[Opening Given records section]

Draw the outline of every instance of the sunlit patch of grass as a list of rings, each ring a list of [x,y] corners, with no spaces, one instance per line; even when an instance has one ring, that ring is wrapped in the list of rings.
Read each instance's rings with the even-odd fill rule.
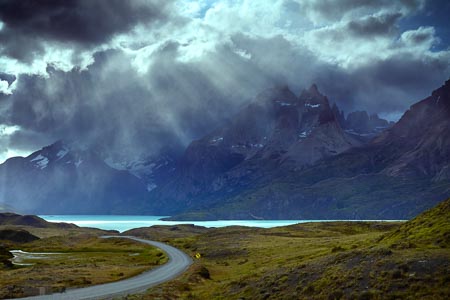
[[[170,243],[192,257],[199,253],[200,258],[179,278],[127,299],[449,299],[449,203],[406,223],[134,230],[134,235]],[[102,259],[117,263],[117,269],[108,269],[110,279],[127,276],[121,255],[130,259],[144,253],[144,246],[135,242],[92,235],[52,237],[27,247],[70,254],[75,260],[81,255],[77,268],[63,268],[76,274],[64,282],[67,286],[93,284],[89,278],[102,276],[95,273]],[[49,266],[46,276],[51,277],[54,267]]]
[[[103,239],[82,234],[54,236],[20,245],[27,252],[60,253],[25,260],[32,266],[0,269],[0,297],[19,297],[128,278],[165,263],[154,247],[122,238]]]
[[[139,299],[446,298],[446,249],[404,251],[380,242],[403,224],[229,227],[185,232],[185,237],[175,239],[162,234],[160,239],[202,256],[185,275]],[[199,268],[208,270],[208,279],[199,275]]]

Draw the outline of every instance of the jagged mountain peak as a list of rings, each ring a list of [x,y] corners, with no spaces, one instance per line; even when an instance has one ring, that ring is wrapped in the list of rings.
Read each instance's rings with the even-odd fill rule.
[[[317,94],[317,95],[322,96],[322,94],[319,92],[319,88],[317,87],[317,84],[315,84],[315,83],[311,84],[311,86],[308,89],[308,92],[311,94]]]
[[[450,80],[434,90],[431,96],[413,104],[397,124],[376,141],[401,138],[404,142],[414,145],[416,138],[430,136],[435,130],[447,128],[448,120],[450,120]]]
[[[40,150],[37,150],[30,154],[28,157],[33,157],[36,154],[46,154],[49,156],[61,156],[62,153],[69,153],[69,152],[88,152],[86,147],[81,147],[74,143],[73,141],[67,141],[67,140],[57,140],[56,142],[42,147]],[[58,155],[58,153],[60,153]],[[65,154],[64,154],[65,155]]]
[[[102,165],[101,158],[92,150],[72,141],[58,140],[24,158],[36,169],[46,170],[58,166],[78,168],[84,163]],[[8,162],[8,161],[7,161]]]
[[[303,91],[300,93],[300,99],[322,101],[326,100],[326,102],[328,102],[327,97],[319,91],[319,88],[315,83],[313,83],[308,89],[303,89]]]
[[[414,104],[389,130],[373,140],[373,145],[393,145],[404,153],[384,170],[389,176],[450,178],[450,84]],[[394,151],[393,150],[393,151]],[[392,155],[391,155],[392,156]]]
[[[287,85],[275,86],[268,88],[256,96],[256,103],[288,103],[293,104],[297,102],[297,97],[289,89]]]
[[[197,185],[197,190],[180,189],[177,195],[169,191],[166,197],[187,202],[186,211],[195,216],[207,212],[219,219],[410,218],[449,197],[449,91],[450,81],[360,147],[348,144],[350,130],[342,135],[337,122],[322,124],[313,111],[300,111],[298,128],[308,130],[300,132],[299,140],[283,143],[294,132],[286,129],[294,127],[283,128],[278,139],[271,137],[274,142],[261,150],[267,154],[263,159],[257,155],[216,180]],[[303,96],[310,94],[304,91]],[[337,105],[334,114],[341,115]],[[354,116],[363,116],[362,122],[355,118],[359,127],[387,123],[365,112]],[[354,132],[350,137],[359,135]],[[215,194],[202,194],[211,187]],[[194,207],[195,201],[201,206]]]
[[[447,114],[450,114],[450,79],[444,85],[434,90],[430,97],[411,105],[409,111],[420,110],[427,106],[430,108],[438,107]]]
[[[450,113],[450,79],[443,86],[433,91],[431,96],[436,105],[441,106],[447,113]]]
[[[275,87],[260,93],[224,126],[192,142],[170,181],[152,195],[171,199],[158,209],[172,213],[177,205],[201,201],[210,192],[226,194],[265,182],[272,173],[303,168],[358,145],[341,129],[317,86],[301,97],[287,86]]]

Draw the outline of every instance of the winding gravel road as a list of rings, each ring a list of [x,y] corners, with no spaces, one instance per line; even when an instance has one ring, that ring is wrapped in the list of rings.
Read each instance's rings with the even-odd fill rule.
[[[121,281],[99,284],[86,288],[70,289],[65,293],[20,299],[110,299],[115,296],[140,293],[150,287],[177,277],[186,271],[192,264],[192,259],[184,252],[164,243],[144,240],[133,236],[104,236],[103,238],[127,238],[152,245],[163,250],[169,257],[169,260],[164,265]]]

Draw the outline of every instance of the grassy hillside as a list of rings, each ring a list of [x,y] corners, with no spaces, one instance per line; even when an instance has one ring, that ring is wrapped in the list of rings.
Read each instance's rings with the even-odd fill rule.
[[[37,236],[34,236],[23,229],[0,229],[0,241],[27,243],[38,239],[39,238]]]
[[[199,255],[176,280],[126,299],[449,299],[449,203],[408,222],[133,229],[123,234]],[[0,296],[119,280],[165,261],[158,250],[133,241],[98,239],[100,230],[33,230],[40,240],[10,246],[60,254],[31,267],[5,265]]]
[[[449,219],[447,200],[406,223],[185,228],[177,237],[140,229],[201,254],[144,299],[449,299]]]
[[[20,225],[32,226],[37,228],[76,228],[75,224],[68,223],[53,223],[34,216],[34,215],[19,215],[15,213],[0,213],[0,225]]]
[[[394,247],[450,248],[450,199],[406,222],[381,241]]]

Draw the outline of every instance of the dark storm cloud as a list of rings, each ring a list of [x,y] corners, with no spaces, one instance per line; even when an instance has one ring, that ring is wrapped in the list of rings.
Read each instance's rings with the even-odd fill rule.
[[[298,52],[281,36],[236,34],[231,41],[195,62],[178,61],[183,45],[172,41],[154,54],[144,74],[136,73],[121,51],[111,50],[97,53],[85,71],[49,68],[49,78],[22,75],[8,97],[4,123],[25,133],[18,131],[10,140],[36,149],[65,138],[104,153],[136,157],[185,146],[277,84],[287,83],[299,93],[316,82],[346,112],[389,112],[428,95],[448,72],[441,60],[405,55],[349,72]],[[26,138],[33,134],[46,138]]]
[[[208,77],[210,66],[176,63],[177,48],[174,43],[161,49],[144,75],[137,74],[120,51],[98,53],[86,71],[49,68],[48,78],[22,75],[14,94],[5,99],[3,123],[132,157],[186,145],[223,122],[234,111],[230,103],[245,101],[242,93],[250,89],[237,89],[236,80],[248,74],[244,69],[240,76],[235,73],[234,82],[222,86]],[[217,67],[218,72],[226,72]],[[22,131],[10,140],[18,141],[20,136]],[[28,142],[29,149],[45,145],[39,139],[20,141],[22,147]]]
[[[171,1],[1,0],[2,55],[30,61],[42,42],[92,47],[135,25],[167,17]]]
[[[114,55],[111,52],[97,55],[98,62],[89,71],[48,68],[48,78],[21,75],[17,90],[8,97],[7,123],[53,140],[64,138],[111,148],[129,144],[136,150],[142,140],[150,148],[157,147],[157,143],[149,140],[157,138],[162,142],[162,137],[153,135],[161,128],[146,103],[151,100],[151,93],[143,81],[118,58],[114,62],[120,64],[121,70],[102,74],[106,58],[112,59]],[[22,130],[11,140],[19,139]],[[43,146],[39,140],[20,140],[28,142],[30,148]]]
[[[416,31],[404,33],[402,40],[412,46],[427,45],[434,42],[434,32],[432,27],[421,27]],[[436,40],[436,42],[439,42],[439,40]]]
[[[14,149],[19,152],[35,151],[40,148],[36,145],[50,145],[55,142],[48,134],[32,130],[18,130],[5,141],[7,141],[6,146],[14,146]]]
[[[347,24],[347,29],[352,34],[363,37],[390,34],[396,28],[396,23],[401,16],[400,13],[369,16],[362,20],[350,21]]]
[[[0,72],[0,80],[4,80],[8,82],[8,85],[11,85],[14,81],[16,81],[16,76]]]
[[[408,56],[348,72],[297,53],[281,37],[239,34],[232,40],[253,57],[245,59],[224,45],[200,62],[176,62],[181,46],[172,43],[159,51],[143,75],[118,51],[97,54],[87,71],[49,69],[49,78],[23,75],[5,115],[7,123],[19,125],[26,134],[18,131],[10,140],[23,149],[36,149],[66,138],[101,152],[136,157],[186,145],[276,84],[288,83],[298,93],[316,82],[346,112],[383,113],[406,109],[442,84],[448,72],[442,61]],[[33,134],[39,138],[25,138]]]
[[[0,0],[0,5],[20,2]],[[448,79],[449,53],[430,51],[437,40],[434,29],[415,26],[404,32],[399,27],[421,1],[297,2],[224,0],[201,7],[204,19],[177,14],[175,6],[157,7],[157,1],[145,2],[149,5],[142,13],[148,18],[133,17],[144,3],[137,1],[60,1],[59,10],[43,2],[36,15],[27,17],[27,9],[11,13],[0,34],[14,31],[18,38],[10,39],[4,51],[15,47],[15,55],[30,62],[42,58],[44,41],[55,43],[57,50],[74,46],[78,53],[136,24],[150,26],[105,47],[110,50],[91,49],[89,56],[97,52],[85,69],[70,56],[69,68],[43,59],[46,72],[23,72],[12,95],[0,93],[0,125],[20,127],[6,138],[8,145],[34,150],[63,138],[132,159],[187,145],[275,85],[288,84],[299,93],[317,83],[346,112],[399,113]],[[83,13],[75,14],[74,7]],[[328,23],[303,28],[307,21],[298,14],[305,7],[322,17],[329,14]],[[112,12],[121,10],[123,16],[115,20]],[[203,16],[195,9],[190,13]],[[59,14],[78,18],[73,24],[79,31],[52,17]],[[180,14],[182,25],[173,21]],[[155,24],[158,20],[163,22]],[[56,24],[62,27],[53,28]],[[0,146],[4,141],[0,135]]]
[[[178,61],[183,46],[167,43],[145,74],[137,74],[121,51],[107,51],[97,53],[85,71],[48,68],[48,78],[21,75],[7,98],[3,123],[129,156],[185,146],[220,126],[262,89],[286,82],[295,87],[304,80],[304,75],[290,74],[300,65],[293,66],[295,50],[281,37],[236,35],[233,41],[197,62]],[[236,54],[233,47],[251,51],[254,59]],[[20,141],[25,147],[26,139]],[[39,139],[28,143],[29,149],[45,145]]]
[[[0,55],[32,63],[35,55],[44,51],[41,40],[35,36],[20,35],[15,30],[0,31]]]
[[[299,3],[312,17],[327,21],[340,20],[346,14],[368,11],[415,11],[421,8],[424,0],[306,0]]]
[[[414,44],[423,44],[430,39],[432,39],[432,35],[429,32],[419,32],[410,37]]]
[[[315,31],[313,36],[316,36],[319,43],[332,40],[336,44],[342,44],[344,40],[350,43],[360,43],[355,39],[373,41],[376,37],[392,38],[398,33],[397,22],[401,17],[401,13],[395,12],[369,15],[320,28]],[[351,49],[348,49],[348,51],[350,53]]]
[[[387,115],[401,114],[428,97],[449,78],[449,71],[444,60],[398,55],[351,73],[331,68],[316,80],[346,112],[363,109]]]

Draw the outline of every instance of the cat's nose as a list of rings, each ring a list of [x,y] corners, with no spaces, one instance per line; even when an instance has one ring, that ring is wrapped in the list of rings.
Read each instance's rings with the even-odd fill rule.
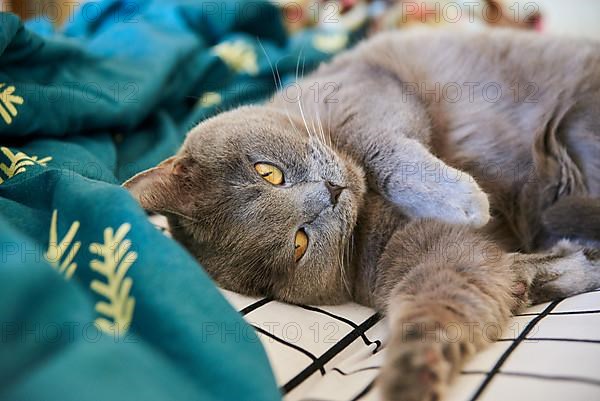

[Closing Given records section]

With the pictures left out, restate word for word every line of the data above, from the first down to the line that contains "Draw the outline of every instance of the jagged".

Output below –
Draw the outline of every instance of the sunlit patch of grass as a list of rings, each ring a list of [x,y] corners, with no spaces, one instance per line; even when an instance has one ring, that ring is wrapped in the list of rings.
Read each instance's rings with the even-odd fill rule.
[[[170,243],[192,257],[199,253],[200,258],[179,278],[127,299],[449,299],[449,203],[406,223],[134,230],[134,235]],[[102,259],[117,263],[117,269],[108,269],[110,279],[127,276],[121,255],[130,259],[144,253],[144,246],[135,242],[92,235],[52,237],[27,247],[70,254],[75,260],[81,255],[77,268],[63,268],[76,274],[64,282],[67,286],[93,284],[89,278],[102,276],[95,273]],[[49,266],[46,276],[51,277],[54,267]]]
[[[103,239],[82,234],[54,236],[20,245],[27,252],[60,253],[25,260],[32,266],[0,269],[0,297],[19,297],[128,278],[165,263],[154,247],[122,238]]]
[[[139,299],[446,298],[446,249],[404,251],[380,242],[403,224],[229,227],[185,232],[185,237],[175,239],[162,234],[160,239],[202,256],[185,275]],[[199,268],[208,270],[208,279],[199,275]]]

Draw the outline of every instance of the jagged mountain peak as a list of rings, each ring a list of [x,y] corners, with no spaces, one instance per line; even when an instance has one ring, that ring is wrapped in the list of rings.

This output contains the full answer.